START Data provided
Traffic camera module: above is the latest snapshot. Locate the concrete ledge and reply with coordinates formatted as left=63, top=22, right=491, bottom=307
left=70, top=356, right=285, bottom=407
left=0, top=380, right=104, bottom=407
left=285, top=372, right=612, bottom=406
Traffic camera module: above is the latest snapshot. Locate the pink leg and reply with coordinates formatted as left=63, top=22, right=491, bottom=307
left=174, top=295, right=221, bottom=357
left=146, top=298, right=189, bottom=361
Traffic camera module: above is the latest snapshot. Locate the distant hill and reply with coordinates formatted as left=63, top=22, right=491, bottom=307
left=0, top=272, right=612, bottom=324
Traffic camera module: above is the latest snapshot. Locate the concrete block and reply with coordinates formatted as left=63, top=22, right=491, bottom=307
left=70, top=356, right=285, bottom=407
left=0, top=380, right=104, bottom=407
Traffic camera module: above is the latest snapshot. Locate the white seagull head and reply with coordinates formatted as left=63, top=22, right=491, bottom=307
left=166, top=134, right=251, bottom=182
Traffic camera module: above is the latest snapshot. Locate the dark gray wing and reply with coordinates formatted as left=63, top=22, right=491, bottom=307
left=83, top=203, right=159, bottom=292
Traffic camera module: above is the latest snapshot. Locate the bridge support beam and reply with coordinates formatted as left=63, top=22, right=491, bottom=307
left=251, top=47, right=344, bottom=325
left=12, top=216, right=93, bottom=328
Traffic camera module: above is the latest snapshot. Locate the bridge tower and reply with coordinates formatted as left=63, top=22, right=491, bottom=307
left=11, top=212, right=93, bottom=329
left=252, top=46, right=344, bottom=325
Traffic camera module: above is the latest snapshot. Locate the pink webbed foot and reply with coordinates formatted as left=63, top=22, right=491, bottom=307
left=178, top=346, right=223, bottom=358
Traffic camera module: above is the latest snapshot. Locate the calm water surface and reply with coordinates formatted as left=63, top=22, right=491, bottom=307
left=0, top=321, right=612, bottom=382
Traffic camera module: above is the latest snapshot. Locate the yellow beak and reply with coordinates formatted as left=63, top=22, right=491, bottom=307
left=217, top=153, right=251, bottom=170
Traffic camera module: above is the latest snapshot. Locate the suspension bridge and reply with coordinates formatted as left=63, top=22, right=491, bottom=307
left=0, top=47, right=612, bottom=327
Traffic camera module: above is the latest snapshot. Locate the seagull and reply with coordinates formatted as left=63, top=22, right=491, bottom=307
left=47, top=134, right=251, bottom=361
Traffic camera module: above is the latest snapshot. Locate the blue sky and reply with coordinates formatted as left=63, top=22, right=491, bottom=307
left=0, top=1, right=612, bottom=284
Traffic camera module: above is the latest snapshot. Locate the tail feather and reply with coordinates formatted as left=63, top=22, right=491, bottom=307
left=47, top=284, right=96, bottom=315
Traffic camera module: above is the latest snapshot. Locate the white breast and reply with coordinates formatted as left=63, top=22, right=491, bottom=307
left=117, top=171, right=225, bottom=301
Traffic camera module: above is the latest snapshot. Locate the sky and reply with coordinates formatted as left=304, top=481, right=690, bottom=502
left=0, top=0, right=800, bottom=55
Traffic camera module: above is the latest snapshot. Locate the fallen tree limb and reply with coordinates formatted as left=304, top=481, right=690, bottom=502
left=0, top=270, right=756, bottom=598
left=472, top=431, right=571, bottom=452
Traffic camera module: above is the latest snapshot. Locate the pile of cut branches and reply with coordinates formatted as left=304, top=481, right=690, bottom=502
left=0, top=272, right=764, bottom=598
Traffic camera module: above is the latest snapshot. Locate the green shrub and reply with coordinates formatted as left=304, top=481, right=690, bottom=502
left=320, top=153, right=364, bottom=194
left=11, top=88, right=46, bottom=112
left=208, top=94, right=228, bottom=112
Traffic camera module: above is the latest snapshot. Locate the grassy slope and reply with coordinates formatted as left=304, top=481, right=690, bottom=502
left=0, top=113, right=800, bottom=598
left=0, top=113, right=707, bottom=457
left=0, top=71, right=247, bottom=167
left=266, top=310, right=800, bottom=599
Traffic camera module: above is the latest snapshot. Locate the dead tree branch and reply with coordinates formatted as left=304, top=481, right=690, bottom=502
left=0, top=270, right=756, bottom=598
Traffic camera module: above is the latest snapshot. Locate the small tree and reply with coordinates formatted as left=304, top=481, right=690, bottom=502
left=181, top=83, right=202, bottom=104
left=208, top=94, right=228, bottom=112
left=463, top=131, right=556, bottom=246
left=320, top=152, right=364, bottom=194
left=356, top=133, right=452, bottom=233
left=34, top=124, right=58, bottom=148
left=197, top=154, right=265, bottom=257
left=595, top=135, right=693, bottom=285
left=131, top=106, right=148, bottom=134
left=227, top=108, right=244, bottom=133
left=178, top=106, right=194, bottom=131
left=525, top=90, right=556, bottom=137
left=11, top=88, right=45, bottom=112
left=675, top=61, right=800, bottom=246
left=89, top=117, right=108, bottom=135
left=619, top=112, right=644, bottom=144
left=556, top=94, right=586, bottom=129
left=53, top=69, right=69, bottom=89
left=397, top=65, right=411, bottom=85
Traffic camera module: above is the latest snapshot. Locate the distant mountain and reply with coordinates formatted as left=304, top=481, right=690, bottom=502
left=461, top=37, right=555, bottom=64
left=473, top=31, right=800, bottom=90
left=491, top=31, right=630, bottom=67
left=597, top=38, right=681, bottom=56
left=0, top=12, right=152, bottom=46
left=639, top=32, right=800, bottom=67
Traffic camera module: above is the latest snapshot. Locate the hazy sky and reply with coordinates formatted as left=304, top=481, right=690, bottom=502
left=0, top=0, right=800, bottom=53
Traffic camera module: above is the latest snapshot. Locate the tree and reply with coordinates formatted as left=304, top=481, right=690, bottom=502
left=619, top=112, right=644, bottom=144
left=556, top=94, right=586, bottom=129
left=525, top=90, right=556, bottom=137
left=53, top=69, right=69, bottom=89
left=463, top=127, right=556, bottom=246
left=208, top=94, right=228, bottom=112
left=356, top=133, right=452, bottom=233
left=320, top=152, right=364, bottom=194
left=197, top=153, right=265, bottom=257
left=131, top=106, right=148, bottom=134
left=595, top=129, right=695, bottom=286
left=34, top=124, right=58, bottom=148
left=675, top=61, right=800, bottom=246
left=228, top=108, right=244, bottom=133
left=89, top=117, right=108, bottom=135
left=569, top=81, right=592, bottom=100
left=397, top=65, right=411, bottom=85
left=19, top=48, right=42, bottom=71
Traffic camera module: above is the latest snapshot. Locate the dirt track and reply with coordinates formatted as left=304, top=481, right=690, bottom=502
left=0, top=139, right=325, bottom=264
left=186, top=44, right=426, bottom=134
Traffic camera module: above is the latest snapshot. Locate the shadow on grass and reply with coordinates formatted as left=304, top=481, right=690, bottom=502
END Data provided
# Given problem:
Count the lines in the entries above that contain the string "pink", matching case exactly. Reply with the number alone.

# Task response:
2